━━ Excerpted text ━━
GitOps is another big advantage of running things in Kubernetes. You can successfully version your manifest and be able to move forward and back in time. With databases, it can be a little bit trickier, particularly if you’re doing destructive things like a point-in-time recovery, but we can get as close to GitOps as possible with a lot of the other operations involved. Just to get the long story short, PGO works with all the tools. Let’s get a production database up and running. I’m going to go for a few architectural concepts that are important for PGO. And I would say for running anything where you are backed by a key stateful service. The first is this notion of being declarative. This is why Kubernetes is so popular because I build up my YAML manifest, and I want my HA(High-availability) and DR(Disaster recovery). I want my monitoring and I put it up to my API on my custom resource. And PGO just takes care of it or an operator takes care of it or a controller in Kubernetes takes care of it and deploys it as you want. We are going to see that we are going to leverage Kube Secrets so that all your connections are in there and you do not even need to look inside them at all. You just need to pop them in, and everything just works through the application. So we are up and running. 


If you delete a deployment or a service, they do not automatically come back up. That is when an operator helps. The great thing about the operator pattern, in general, is that it can detect those changes and automatically heal them. But that is only one side of the equation. An operator can certainly help maintain the state of how you want your Kubernetes objects deployed. But then there is availability within your stateful services themselves, including Postgres. Some key aspects of PGO are high availability uses a distributed consensus. We leveraged the Kubernetes API’s for that; and disaster recovery, so backups can run independently of the operator, and the same goes with monitors. 


There are many reasons why you might want to update. The first reason is CVs are coming out all the time and your base image needs some updating. You need to update your Postgres image or backup image. You might need to resize your Postgres cluster, you need to add more memory or add more CPU resources, and all those are destructive operations. So you want to make sure that updating has minimal impact on your cluster. Then, being able to do continuous delivery, ensuring that you can build the cluster in your various environments, and having the declarative workflow certainly helps with that. The next point here is infrastructure agnostic, something you get inherently with Kubernetes. You can start your backups in multiple locations. We are almost to the demo.
━━━
━━ Source material ━━
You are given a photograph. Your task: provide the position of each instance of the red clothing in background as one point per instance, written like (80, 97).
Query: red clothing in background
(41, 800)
━━━
#### Work instructions
Reproduce the stretch of the Kubernetes excerpt from "There are many" through "to the demo.". The material after the excerpt on running Postgres with Kubernetes stands apart from it.

#### Final result
There are many reasons why you might want to update. The first reason is CVs are coming out all the time and your base image needs some updating. You need to update your Postgres image or backup image. You might need to resize your Postgres cluster, you need to add more memory or add more CPU resources, and all those are destructive operations. So you want to make sure that updating has minimal impact on your cluster. Then, being able to do continuous delivery, ensuring that you can build the cluster in your various environments, and having the declarative workflow certainly helps with that. The next point here is infrastructure agnostic, something you get inherently with Kubernetes. You can start your backups in multiple locations. We are almost to the demo.